§ THE PROBLEM
Repeat all of the data precisely.

§ MATERIAL PROVIDED

* begin *

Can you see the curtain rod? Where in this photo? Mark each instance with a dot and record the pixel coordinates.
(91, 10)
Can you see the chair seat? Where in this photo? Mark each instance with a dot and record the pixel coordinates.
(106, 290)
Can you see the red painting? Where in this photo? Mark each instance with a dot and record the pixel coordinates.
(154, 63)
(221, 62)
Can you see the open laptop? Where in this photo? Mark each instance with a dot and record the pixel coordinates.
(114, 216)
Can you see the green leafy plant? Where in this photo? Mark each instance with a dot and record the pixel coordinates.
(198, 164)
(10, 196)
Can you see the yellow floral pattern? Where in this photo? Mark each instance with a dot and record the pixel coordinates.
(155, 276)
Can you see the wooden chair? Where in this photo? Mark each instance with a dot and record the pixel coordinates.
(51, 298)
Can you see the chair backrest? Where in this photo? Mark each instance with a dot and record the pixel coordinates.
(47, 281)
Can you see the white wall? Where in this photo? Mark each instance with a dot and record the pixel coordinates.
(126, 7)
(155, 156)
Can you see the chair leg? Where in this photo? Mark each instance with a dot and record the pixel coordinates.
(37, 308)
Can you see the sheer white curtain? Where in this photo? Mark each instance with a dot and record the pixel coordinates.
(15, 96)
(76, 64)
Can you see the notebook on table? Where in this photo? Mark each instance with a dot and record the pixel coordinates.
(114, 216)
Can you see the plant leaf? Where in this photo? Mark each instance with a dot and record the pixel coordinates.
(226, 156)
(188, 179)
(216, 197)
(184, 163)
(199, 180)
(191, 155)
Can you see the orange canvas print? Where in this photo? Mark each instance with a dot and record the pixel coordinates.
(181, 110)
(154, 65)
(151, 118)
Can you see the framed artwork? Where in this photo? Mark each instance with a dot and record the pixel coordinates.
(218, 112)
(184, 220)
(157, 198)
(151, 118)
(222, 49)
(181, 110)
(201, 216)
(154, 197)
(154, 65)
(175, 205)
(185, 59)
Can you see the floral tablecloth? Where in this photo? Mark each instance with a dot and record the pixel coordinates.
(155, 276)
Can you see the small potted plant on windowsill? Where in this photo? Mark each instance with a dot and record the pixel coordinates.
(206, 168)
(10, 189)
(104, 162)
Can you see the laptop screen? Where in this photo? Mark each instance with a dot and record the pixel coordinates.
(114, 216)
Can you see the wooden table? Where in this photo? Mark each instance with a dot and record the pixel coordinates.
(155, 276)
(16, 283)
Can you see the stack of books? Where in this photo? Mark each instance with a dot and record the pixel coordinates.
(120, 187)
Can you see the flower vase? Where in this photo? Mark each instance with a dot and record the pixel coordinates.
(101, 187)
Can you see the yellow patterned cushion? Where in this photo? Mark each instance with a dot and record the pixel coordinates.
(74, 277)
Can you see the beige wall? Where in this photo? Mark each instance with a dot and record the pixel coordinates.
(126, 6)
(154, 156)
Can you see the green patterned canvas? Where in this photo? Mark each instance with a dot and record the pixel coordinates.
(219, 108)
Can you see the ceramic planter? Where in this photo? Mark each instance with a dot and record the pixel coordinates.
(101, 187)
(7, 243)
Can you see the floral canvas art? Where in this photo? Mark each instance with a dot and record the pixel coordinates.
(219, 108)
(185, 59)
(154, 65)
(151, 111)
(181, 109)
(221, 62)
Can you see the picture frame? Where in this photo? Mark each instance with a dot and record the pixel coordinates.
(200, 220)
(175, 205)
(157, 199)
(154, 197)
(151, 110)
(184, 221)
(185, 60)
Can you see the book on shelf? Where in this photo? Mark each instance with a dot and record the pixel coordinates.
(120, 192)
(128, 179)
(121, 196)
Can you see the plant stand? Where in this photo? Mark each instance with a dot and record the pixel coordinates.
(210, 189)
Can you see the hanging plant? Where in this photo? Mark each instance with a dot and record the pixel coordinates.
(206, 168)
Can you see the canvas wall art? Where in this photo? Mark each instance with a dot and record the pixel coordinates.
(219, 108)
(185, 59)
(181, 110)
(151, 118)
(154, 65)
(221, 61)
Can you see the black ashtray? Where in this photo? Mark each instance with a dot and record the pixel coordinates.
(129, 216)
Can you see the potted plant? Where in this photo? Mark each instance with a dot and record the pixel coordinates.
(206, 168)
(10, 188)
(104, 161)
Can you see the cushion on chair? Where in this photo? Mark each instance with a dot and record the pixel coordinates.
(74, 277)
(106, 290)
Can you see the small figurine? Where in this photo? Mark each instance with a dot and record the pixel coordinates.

* end *

§ WRITTEN RESPONSE
Can you see the curtain rod? Where in this photo? Mark each instance with a dot and record the pixel coordinates.
(91, 10)
Can you see the chair seat? Where in this photo? Mark each instance with a dot and record the pixel coordinates.
(106, 290)
Can you see the red painting? Where in this photo? Mark each instance with a dot and record the pixel coordinates.
(154, 63)
(221, 62)
Can you see the open laptop? Where in this photo? Mark each instance with a dot and record the pixel coordinates.
(114, 216)
Can you see the green leafy plant? Where in this photo? Mark each instance with a dot and record the pixel coordinates.
(198, 164)
(10, 196)
Can you see the yellow floral pattern? Where in this photo? Mark each instance with a dot and record the pixel coordinates.
(155, 276)
Can you see the wooden chair? Where in this photo? Mark each instance with a dot and record the pixel coordinates.
(51, 298)
Can you see the chair backrest? Where in this photo? Mark each instance with a dot and record the pixel coordinates.
(47, 281)
Can you see the white wall? Where in this photo? Mark each instance with a dot and record the pixel coordinates.
(126, 7)
(155, 156)
Can you see the chair leg? Where in this photo? Mark each instance with a dot and record the pixel coordinates.
(37, 308)
Can you see the sheer white curtain? Where in this photo? Mark each instance with a dot and record the pixel coordinates.
(15, 96)
(76, 64)
Can you see the notebook on table? Where in this photo? Mark each instance with a dot and record the pixel coordinates.
(114, 216)
Can you see the plant leaf? Where in this photo? Mark each instance with a dot and record the pixel coordinates.
(226, 156)
(188, 179)
(216, 197)
(184, 163)
(199, 180)
(191, 155)
Can you see the orange canvas print? Where in this photo? Mark each instance with a dot and record the pixel coordinates.
(181, 110)
(154, 65)
(151, 118)
Can you see the framed artwork? Where in this photo? Mark each instance with a dot and record the pixel coordinates.
(218, 112)
(184, 220)
(157, 198)
(151, 118)
(222, 49)
(181, 110)
(201, 216)
(154, 197)
(154, 65)
(175, 205)
(185, 59)
Can you see the floral tablecloth? Where in this photo? Mark each instance with a dot and record the pixel coordinates.
(155, 276)
Can you see the small potted plant on windowsill? Where in this photo? Mark each instance with a dot and record the pixel coordinates.
(206, 168)
(10, 189)
(104, 162)
Can you see the laptop screen? Where in this photo? Mark each instance with a dot and record the pixel coordinates.
(114, 216)
Can you see the wooden table? Where in this photo? Mark each instance with a dot and record the pixel coordinates.
(155, 276)
(16, 283)
Can you see the stack of books? Where in this photo? Mark each instance with a dot and record the pixel coordinates.
(120, 187)
Can you see the flower vase? Where in this photo? Mark each instance with a dot and record the pixel coordinates.
(101, 187)
Can you see the yellow patterned cushion? Where in this photo? Mark each instance with a dot and record the pixel coordinates.
(74, 277)
Can you see the beige wall? Where in this photo? Mark each instance with a dot and record the pixel coordinates.
(126, 6)
(154, 156)
Can you see the green patterned canvas? Where in this photo? Mark each instance with a dot and record the pixel coordinates.
(219, 108)
Can you see the ceramic planter? Where in this photo? Mark each instance with a dot and record the pixel coordinates.
(101, 187)
(7, 243)
Can you see the floral canvas art? Where in this photo? Mark each instance with a dot and record the pixel coordinates.
(219, 108)
(185, 59)
(154, 65)
(151, 111)
(181, 109)
(221, 62)
Can you see the picture frame? Where in this photo? Mark each instance with a dot and record the pixel coordinates.
(200, 220)
(175, 205)
(157, 199)
(154, 197)
(151, 110)
(184, 221)
(185, 60)
Can you see the book on shelf? Where in this photo? Mark each instance with a dot and record the pixel coordinates.
(120, 192)
(128, 179)
(121, 196)
Can you see the plant stand? Where in this photo? Mark each instance with a dot and record the pixel coordinates.
(210, 189)
Can you see the hanging plant? Where in this photo? Mark each instance with a dot and record the pixel coordinates.
(206, 168)
Can you see the canvas wall art? Where in this photo? Mark each instance with a dot and record the pixel coordinates.
(219, 108)
(185, 59)
(181, 110)
(151, 118)
(154, 65)
(221, 61)
Can you see the black ashtray? Where in this photo? Mark each instance with a dot and record the pixel coordinates.
(129, 216)
Can you see the potted plant? Where in this photo? Mark each instance with a dot and record the pixel coordinates.
(206, 168)
(10, 188)
(104, 161)
Can you see the cushion on chair? Where in this photo? Mark each instance with a dot and record the pixel coordinates.
(74, 277)
(106, 290)
Can you see the small figurine? Where in this photo? Mark each instance with a dot and record the pixel coordinates.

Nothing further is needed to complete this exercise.